──────── DATA FOR THIS TASK

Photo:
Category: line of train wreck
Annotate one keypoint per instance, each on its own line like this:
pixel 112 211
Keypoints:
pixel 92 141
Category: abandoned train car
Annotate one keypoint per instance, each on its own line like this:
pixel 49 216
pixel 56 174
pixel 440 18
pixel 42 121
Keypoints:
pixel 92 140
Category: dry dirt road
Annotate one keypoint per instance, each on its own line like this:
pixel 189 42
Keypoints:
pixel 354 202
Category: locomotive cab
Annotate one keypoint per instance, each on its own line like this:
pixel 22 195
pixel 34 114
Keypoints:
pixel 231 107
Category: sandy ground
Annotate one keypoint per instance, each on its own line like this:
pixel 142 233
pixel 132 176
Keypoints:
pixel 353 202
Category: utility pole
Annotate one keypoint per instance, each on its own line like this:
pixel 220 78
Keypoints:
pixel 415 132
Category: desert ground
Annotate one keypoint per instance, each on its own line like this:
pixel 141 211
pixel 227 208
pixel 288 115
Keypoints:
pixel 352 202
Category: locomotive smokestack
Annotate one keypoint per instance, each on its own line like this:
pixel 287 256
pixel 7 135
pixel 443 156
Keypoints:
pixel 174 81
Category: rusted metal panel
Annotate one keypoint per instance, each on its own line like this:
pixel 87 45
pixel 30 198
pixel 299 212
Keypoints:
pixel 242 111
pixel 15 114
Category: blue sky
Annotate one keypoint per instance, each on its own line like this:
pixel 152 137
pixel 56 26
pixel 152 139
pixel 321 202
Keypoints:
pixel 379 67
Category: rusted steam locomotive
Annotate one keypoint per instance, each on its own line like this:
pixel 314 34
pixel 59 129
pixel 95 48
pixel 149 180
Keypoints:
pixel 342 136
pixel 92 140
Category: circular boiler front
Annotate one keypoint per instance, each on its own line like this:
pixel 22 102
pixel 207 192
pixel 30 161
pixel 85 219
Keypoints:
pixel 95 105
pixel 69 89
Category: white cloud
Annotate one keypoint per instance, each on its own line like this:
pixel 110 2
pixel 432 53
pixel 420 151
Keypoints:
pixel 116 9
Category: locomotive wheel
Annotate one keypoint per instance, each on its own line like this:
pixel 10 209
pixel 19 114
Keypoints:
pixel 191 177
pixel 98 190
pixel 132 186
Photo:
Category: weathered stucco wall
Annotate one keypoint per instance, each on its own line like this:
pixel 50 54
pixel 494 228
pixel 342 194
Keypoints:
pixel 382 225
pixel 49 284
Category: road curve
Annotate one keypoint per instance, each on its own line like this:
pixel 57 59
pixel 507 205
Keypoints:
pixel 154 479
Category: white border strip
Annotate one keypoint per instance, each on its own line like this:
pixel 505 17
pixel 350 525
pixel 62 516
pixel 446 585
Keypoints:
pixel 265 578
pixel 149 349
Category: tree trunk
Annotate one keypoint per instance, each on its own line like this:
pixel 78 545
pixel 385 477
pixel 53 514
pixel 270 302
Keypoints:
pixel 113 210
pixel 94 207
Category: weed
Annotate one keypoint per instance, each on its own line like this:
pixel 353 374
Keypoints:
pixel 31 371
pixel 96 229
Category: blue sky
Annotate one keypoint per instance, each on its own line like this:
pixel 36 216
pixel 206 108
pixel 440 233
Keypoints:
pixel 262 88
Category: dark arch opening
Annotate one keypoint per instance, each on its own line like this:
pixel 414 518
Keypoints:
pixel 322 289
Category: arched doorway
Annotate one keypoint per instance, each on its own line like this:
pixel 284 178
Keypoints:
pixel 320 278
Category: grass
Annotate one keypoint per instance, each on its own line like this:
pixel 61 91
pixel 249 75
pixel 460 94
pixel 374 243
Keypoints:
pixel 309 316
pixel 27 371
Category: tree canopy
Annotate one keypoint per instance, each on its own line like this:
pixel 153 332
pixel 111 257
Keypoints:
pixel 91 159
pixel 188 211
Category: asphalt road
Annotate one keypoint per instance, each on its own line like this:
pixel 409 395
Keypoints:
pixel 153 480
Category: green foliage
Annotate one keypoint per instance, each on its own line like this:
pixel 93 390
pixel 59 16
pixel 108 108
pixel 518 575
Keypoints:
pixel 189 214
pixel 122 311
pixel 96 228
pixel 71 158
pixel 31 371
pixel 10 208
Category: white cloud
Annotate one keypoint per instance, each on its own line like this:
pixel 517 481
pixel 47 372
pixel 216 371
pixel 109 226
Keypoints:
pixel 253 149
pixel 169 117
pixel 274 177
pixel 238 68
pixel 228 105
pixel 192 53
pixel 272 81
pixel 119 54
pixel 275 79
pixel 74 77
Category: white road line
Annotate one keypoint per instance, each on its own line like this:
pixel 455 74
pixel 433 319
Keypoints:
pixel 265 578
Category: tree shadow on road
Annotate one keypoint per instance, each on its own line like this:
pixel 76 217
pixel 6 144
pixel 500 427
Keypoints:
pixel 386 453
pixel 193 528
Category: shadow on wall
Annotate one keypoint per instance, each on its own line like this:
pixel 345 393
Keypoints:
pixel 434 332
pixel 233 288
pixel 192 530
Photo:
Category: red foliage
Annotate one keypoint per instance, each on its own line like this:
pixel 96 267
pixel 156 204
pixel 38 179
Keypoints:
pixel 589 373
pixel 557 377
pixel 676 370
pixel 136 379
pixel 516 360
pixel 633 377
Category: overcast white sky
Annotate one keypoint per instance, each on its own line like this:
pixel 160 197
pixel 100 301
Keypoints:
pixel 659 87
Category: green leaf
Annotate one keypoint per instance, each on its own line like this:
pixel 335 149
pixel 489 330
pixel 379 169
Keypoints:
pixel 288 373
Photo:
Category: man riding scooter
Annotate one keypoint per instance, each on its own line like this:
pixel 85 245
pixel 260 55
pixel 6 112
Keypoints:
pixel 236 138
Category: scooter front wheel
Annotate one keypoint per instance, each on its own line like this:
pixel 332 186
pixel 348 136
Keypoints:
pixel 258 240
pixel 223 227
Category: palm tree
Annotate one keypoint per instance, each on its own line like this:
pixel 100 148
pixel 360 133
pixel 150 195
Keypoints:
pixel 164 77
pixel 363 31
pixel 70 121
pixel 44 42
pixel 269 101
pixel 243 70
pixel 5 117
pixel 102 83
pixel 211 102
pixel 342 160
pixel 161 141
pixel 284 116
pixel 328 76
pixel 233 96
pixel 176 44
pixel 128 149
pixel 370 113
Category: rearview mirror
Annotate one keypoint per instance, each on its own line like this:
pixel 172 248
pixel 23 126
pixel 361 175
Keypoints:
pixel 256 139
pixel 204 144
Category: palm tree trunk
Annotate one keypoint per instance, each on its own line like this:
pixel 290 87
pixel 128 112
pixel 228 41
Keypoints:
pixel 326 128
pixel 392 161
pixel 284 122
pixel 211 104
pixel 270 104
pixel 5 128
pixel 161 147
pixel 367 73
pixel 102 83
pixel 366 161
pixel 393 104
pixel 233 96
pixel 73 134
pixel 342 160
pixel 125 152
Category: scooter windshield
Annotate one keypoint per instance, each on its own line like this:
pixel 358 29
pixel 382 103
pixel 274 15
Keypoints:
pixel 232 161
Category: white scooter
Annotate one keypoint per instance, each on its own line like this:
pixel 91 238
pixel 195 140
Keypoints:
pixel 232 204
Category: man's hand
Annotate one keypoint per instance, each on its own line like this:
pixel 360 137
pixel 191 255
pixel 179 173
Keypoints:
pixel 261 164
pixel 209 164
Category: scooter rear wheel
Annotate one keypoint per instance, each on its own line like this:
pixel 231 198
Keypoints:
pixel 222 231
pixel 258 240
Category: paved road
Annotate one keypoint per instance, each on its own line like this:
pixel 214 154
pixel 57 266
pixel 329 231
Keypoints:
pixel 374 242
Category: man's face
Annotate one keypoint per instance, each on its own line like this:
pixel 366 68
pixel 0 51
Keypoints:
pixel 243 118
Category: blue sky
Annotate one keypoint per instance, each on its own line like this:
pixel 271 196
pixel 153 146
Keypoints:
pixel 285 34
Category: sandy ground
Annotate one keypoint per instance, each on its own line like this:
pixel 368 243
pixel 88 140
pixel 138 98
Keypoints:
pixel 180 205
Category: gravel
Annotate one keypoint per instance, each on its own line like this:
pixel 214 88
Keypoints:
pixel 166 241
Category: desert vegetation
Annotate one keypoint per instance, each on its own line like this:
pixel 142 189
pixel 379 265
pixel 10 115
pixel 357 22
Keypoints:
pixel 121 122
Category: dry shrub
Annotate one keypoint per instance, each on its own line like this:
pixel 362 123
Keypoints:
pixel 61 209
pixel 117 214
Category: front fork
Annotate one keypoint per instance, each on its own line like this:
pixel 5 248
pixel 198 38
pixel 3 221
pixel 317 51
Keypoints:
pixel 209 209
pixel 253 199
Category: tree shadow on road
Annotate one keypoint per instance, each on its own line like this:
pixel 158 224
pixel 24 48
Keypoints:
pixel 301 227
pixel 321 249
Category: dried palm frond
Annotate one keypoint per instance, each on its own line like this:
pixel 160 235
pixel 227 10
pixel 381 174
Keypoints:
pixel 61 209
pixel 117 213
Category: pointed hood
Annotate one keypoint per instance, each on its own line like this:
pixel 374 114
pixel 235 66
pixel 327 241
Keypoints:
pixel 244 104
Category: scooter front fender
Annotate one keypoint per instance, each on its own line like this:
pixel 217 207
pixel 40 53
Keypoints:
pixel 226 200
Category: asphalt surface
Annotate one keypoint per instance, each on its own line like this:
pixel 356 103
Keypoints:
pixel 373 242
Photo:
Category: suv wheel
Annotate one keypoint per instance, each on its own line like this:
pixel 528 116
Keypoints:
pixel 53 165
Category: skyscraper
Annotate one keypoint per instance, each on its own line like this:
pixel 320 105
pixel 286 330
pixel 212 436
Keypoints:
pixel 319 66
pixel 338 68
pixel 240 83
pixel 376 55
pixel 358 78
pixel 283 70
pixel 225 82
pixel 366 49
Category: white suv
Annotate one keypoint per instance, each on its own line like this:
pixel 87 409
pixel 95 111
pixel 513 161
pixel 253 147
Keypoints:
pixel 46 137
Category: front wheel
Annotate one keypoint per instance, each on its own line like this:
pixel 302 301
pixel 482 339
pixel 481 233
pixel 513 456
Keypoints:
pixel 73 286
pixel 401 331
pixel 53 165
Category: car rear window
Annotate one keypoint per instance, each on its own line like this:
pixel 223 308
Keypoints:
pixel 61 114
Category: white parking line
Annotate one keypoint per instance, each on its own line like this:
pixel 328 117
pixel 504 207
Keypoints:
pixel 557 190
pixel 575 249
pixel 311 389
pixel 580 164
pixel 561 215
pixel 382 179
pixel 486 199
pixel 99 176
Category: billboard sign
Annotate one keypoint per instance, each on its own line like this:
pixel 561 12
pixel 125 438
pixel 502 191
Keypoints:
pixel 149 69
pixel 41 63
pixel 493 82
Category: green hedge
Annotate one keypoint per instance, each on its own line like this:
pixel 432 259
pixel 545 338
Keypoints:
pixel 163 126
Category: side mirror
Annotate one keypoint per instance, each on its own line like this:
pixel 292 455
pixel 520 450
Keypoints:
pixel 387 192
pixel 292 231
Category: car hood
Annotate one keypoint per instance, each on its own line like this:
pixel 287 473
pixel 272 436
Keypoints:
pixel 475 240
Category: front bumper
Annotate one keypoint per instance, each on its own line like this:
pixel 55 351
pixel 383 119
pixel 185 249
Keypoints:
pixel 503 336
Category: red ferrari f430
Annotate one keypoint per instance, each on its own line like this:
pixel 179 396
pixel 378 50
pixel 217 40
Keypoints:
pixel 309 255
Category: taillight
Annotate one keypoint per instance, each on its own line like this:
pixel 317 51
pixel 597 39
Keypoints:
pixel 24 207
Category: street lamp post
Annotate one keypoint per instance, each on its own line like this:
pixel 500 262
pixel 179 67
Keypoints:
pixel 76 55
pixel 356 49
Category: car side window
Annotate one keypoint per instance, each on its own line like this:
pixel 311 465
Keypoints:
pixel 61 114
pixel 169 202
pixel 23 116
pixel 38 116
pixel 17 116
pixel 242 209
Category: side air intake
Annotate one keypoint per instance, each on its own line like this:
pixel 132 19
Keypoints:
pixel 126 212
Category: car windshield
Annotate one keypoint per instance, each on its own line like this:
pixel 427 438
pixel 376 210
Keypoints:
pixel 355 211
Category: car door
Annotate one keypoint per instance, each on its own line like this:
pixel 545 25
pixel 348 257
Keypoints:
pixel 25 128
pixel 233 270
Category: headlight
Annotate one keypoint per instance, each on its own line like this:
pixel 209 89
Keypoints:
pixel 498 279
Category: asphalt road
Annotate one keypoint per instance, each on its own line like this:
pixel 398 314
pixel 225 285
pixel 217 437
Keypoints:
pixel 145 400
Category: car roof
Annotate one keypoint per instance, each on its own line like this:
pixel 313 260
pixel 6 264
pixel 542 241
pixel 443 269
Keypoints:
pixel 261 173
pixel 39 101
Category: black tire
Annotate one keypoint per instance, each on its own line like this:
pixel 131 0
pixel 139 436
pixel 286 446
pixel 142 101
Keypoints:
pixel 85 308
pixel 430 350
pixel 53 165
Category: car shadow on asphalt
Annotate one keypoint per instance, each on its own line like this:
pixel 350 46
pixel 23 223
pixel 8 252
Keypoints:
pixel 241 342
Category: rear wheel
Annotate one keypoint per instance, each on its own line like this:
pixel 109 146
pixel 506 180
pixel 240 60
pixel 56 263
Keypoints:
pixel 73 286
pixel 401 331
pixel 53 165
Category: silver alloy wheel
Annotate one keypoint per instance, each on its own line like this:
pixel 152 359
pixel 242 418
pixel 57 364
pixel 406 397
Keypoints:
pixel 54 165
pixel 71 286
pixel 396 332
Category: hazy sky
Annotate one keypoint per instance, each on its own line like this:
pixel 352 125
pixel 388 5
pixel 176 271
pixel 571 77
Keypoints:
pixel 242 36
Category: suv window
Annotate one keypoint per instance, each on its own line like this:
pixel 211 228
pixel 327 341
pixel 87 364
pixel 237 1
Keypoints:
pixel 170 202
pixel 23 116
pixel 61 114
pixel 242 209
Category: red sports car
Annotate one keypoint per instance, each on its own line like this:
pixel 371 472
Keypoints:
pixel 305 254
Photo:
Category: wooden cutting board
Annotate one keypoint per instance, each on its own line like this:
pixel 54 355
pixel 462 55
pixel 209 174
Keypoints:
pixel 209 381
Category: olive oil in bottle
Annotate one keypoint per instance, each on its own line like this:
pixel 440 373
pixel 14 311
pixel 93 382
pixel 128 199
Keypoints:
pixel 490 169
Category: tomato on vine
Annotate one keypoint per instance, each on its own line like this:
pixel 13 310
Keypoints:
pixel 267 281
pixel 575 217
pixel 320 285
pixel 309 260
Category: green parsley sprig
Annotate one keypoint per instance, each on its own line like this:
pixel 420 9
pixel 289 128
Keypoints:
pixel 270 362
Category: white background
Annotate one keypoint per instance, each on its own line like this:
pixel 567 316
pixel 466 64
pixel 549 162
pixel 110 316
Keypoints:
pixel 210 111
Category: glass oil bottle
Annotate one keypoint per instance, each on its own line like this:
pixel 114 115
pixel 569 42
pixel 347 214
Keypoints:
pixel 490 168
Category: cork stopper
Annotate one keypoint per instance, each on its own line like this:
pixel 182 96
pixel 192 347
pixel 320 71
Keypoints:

────────────────

AIM OF THE TASK:
Can you put the lines from the items above into a numbered list, starting with the line containing "Category: red sports car" and going on through the line containing "pixel 209 381", with blank lines left out?

FINAL ANSWER:
1. Category: red sports car
2. Annotate one keypoint per instance, each on its own line like this:
3. pixel 371 472
4. Keypoints:
5. pixel 305 254
6. Photo:
7. Category: wooden cutting board
8. Annotate one keypoint per instance, each on its own line like this:
9. pixel 54 355
10. pixel 462 55
11. pixel 209 174
12. Keypoints:
13. pixel 209 381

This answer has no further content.